PROBLEM STATEMENT: Reproduce the rows from their beginning up to and including the line with "[212,73,237,137]", leaving the pictures out of your answer.

SUPPLIED ENTRIES:
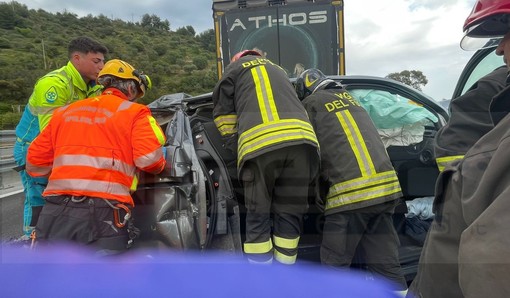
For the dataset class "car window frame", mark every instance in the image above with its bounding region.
[452,45,505,98]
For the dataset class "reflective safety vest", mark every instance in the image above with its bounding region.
[26,89,166,205]
[303,87,402,215]
[213,56,318,169]
[16,62,102,143]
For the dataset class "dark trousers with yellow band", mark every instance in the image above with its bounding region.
[241,145,318,264]
[35,195,138,255]
[321,200,407,290]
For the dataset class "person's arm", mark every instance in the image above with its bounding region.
[26,117,54,177]
[132,107,166,174]
[213,74,238,155]
[212,73,237,137]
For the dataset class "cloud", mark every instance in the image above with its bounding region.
[12,0,482,100]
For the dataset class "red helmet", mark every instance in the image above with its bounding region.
[230,50,262,62]
[460,0,510,50]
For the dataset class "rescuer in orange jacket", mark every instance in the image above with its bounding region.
[26,59,166,254]
[213,50,319,264]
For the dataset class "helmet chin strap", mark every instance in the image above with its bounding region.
[312,79,338,94]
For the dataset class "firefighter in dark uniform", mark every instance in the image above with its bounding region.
[434,66,508,171]
[296,69,407,292]
[409,0,510,298]
[213,50,319,264]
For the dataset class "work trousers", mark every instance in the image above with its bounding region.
[408,170,466,298]
[241,145,319,264]
[320,200,407,290]
[35,196,134,255]
[13,141,48,236]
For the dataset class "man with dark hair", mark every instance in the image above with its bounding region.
[14,36,108,241]
[26,59,166,255]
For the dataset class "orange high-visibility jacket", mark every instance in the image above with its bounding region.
[26,89,166,206]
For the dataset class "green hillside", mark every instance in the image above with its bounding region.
[0,2,217,129]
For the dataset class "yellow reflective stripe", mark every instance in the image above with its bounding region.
[147,115,165,146]
[53,154,136,176]
[273,235,299,249]
[214,114,237,136]
[251,65,280,122]
[238,129,317,165]
[325,181,401,210]
[26,161,52,177]
[238,119,318,162]
[436,155,464,172]
[336,110,375,176]
[28,105,60,116]
[134,148,163,169]
[244,239,273,254]
[117,100,134,112]
[46,179,129,196]
[129,175,138,192]
[274,250,297,265]
[328,171,398,197]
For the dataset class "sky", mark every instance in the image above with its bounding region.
[9,0,484,101]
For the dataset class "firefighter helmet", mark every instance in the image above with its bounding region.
[230,50,262,62]
[295,68,338,100]
[97,59,152,98]
[460,0,510,50]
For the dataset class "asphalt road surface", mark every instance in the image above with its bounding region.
[0,192,24,242]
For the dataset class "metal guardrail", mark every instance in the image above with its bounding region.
[0,130,16,173]
[0,130,16,145]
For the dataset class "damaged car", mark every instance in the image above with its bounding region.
[133,76,448,280]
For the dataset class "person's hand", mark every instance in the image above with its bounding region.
[161,147,166,159]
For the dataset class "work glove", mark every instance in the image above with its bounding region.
[223,133,238,156]
[161,147,166,159]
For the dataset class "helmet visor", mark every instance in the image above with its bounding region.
[460,35,502,51]
[460,13,510,51]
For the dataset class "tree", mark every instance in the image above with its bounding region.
[386,70,429,91]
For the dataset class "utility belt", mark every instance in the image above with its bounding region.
[16,137,31,144]
[44,195,132,228]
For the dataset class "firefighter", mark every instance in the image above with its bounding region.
[213,50,319,264]
[409,0,510,298]
[296,68,407,293]
[434,66,508,171]
[13,37,108,240]
[26,59,166,254]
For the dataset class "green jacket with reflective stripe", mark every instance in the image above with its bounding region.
[213,56,318,169]
[16,62,102,142]
[303,87,402,215]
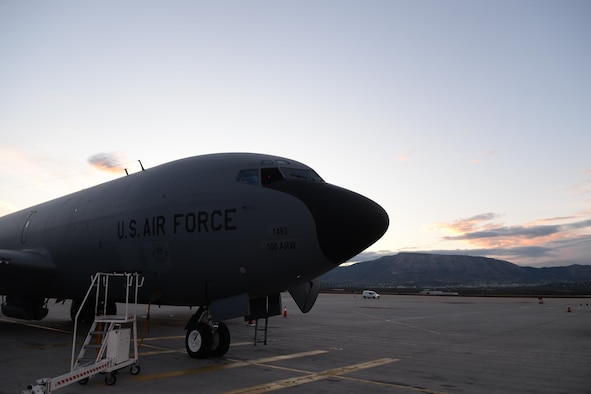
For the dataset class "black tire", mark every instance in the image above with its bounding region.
[185,323,212,358]
[105,373,117,386]
[129,364,141,375]
[209,322,230,357]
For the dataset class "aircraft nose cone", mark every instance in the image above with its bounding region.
[272,180,389,265]
[308,184,389,265]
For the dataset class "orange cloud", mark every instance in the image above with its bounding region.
[88,152,125,172]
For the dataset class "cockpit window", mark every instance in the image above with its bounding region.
[261,167,283,186]
[236,168,259,186]
[236,167,324,186]
[281,167,324,182]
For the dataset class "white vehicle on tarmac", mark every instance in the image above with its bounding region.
[363,290,380,300]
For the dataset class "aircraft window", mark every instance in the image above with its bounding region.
[261,167,283,186]
[236,169,259,186]
[281,167,324,182]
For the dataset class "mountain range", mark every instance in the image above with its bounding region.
[322,253,591,287]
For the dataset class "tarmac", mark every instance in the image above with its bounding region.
[0,294,591,394]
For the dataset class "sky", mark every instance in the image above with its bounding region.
[0,0,591,267]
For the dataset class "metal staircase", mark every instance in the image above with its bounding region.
[23,272,144,394]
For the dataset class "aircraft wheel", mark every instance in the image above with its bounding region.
[210,322,230,357]
[129,364,141,375]
[185,323,212,358]
[105,373,117,386]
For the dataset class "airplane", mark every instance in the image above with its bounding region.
[0,153,389,358]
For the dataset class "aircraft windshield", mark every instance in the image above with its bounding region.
[281,167,324,182]
[236,167,324,186]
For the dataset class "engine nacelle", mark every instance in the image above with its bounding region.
[2,296,49,320]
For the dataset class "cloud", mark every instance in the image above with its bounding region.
[87,152,125,172]
[469,150,497,164]
[436,213,591,265]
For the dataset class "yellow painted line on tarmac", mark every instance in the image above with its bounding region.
[139,335,185,342]
[132,350,328,382]
[225,358,400,394]
[0,318,72,334]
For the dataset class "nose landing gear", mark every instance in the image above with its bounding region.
[185,307,230,358]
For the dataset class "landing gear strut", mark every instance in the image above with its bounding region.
[185,308,230,358]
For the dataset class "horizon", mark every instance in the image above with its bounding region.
[0,0,591,267]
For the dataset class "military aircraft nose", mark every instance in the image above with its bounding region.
[307,184,389,265]
[272,181,389,265]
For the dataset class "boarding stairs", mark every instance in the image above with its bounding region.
[22,272,144,394]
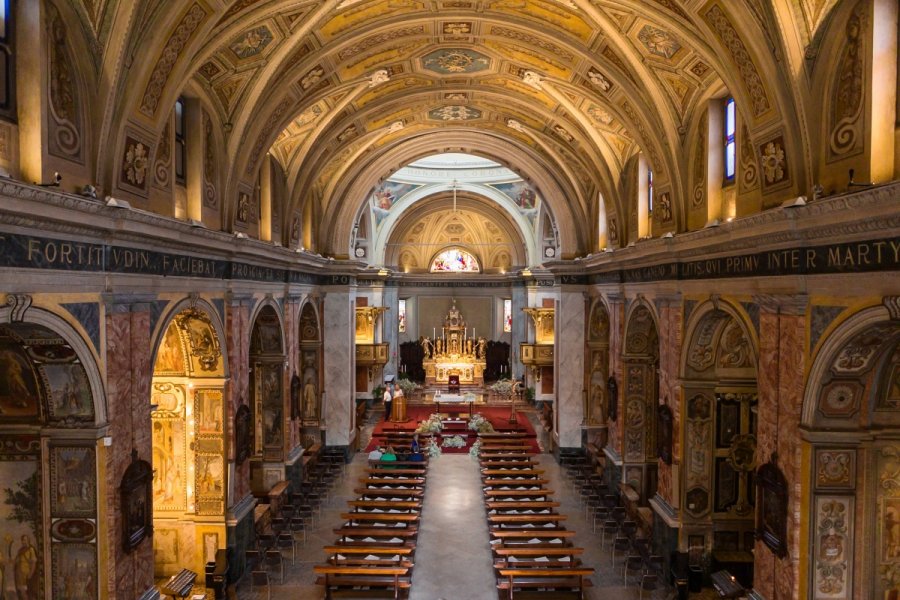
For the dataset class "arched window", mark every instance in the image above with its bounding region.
[430,248,481,273]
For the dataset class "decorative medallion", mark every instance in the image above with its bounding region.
[422,48,491,75]
[428,106,481,121]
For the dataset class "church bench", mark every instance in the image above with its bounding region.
[347,500,422,510]
[481,477,550,490]
[497,567,594,600]
[486,500,559,511]
[484,488,556,502]
[332,525,419,544]
[488,514,568,529]
[341,513,419,526]
[313,565,411,600]
[353,488,425,500]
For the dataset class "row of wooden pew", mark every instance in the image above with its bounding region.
[314,461,427,599]
[479,433,594,600]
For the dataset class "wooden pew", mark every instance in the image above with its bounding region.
[313,565,411,600]
[497,567,594,600]
[488,514,568,529]
[484,488,556,501]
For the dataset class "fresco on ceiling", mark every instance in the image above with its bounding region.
[428,106,481,121]
[369,181,421,230]
[431,248,481,273]
[422,48,491,75]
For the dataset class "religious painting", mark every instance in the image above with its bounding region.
[41,363,94,420]
[0,457,44,598]
[51,544,97,600]
[50,446,97,517]
[119,450,153,552]
[0,338,41,421]
[234,402,252,465]
[196,454,225,497]
[756,462,788,558]
[429,248,481,273]
[153,324,185,375]
[194,388,225,434]
[491,181,538,212]
[152,418,187,510]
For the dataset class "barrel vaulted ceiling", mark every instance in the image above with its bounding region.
[58,0,845,255]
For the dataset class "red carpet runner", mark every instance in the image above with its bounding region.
[365,406,541,454]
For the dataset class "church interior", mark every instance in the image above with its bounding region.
[0,0,900,600]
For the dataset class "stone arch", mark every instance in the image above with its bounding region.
[0,304,107,598]
[618,297,659,503]
[148,297,232,577]
[801,298,900,598]
[678,297,762,564]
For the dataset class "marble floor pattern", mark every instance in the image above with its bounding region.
[227,413,715,600]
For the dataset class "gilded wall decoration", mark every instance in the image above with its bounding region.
[815,449,856,490]
[813,496,856,600]
[47,4,83,163]
[50,446,97,517]
[739,123,759,194]
[228,25,274,60]
[203,110,219,210]
[153,119,172,189]
[637,24,682,60]
[819,380,862,419]
[428,106,481,121]
[759,136,790,189]
[140,2,207,117]
[703,4,771,117]
[828,1,869,159]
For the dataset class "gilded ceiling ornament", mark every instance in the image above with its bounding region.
[588,68,612,92]
[522,71,544,90]
[369,69,391,87]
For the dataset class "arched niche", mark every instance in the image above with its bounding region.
[801,298,900,599]
[678,298,768,552]
[149,299,231,580]
[249,300,290,486]
[586,298,609,432]
[618,300,659,503]
[297,301,325,448]
[0,304,105,598]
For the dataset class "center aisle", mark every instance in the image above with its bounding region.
[409,454,497,600]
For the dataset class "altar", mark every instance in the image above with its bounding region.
[420,299,487,386]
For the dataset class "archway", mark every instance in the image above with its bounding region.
[619,301,659,504]
[150,302,229,580]
[298,302,325,448]
[249,303,291,496]
[801,302,900,599]
[0,302,103,599]
[584,298,609,448]
[678,300,764,586]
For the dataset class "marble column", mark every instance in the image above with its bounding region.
[553,285,586,448]
[375,286,398,383]
[512,285,531,379]
[753,295,809,600]
[322,285,356,446]
[101,294,155,598]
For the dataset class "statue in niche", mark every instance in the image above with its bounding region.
[303,377,319,419]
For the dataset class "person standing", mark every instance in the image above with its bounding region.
[384,383,394,421]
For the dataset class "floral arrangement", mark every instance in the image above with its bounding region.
[491,379,515,396]
[441,435,466,448]
[425,438,443,458]
[469,440,481,458]
[416,413,444,433]
[469,413,494,433]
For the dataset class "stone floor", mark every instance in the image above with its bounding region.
[229,410,715,600]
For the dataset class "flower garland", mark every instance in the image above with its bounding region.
[441,435,466,448]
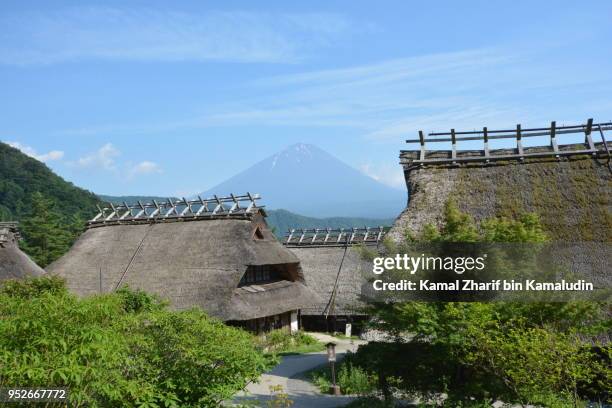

WRITTEN SOLUTION:
For the dataset class "car window frame", mark every instance in the image above with its bounding region.
[452,45,505,98]
For the dataset class "reflective safety vest", mark every instance in the image above with its bounding region.
[26,89,166,205]
[303,87,402,215]
[213,56,318,169]
[16,62,102,143]
For the dataset class "dark trousers with yellow band", mark every instance in the image above with its bounding region.
[241,145,318,264]
[35,195,138,255]
[321,200,407,290]
For the dataset class "person's arm", mark every instance in the image above with its bounding region.
[26,117,54,177]
[132,107,166,174]
[213,74,238,155]
[212,73,237,137]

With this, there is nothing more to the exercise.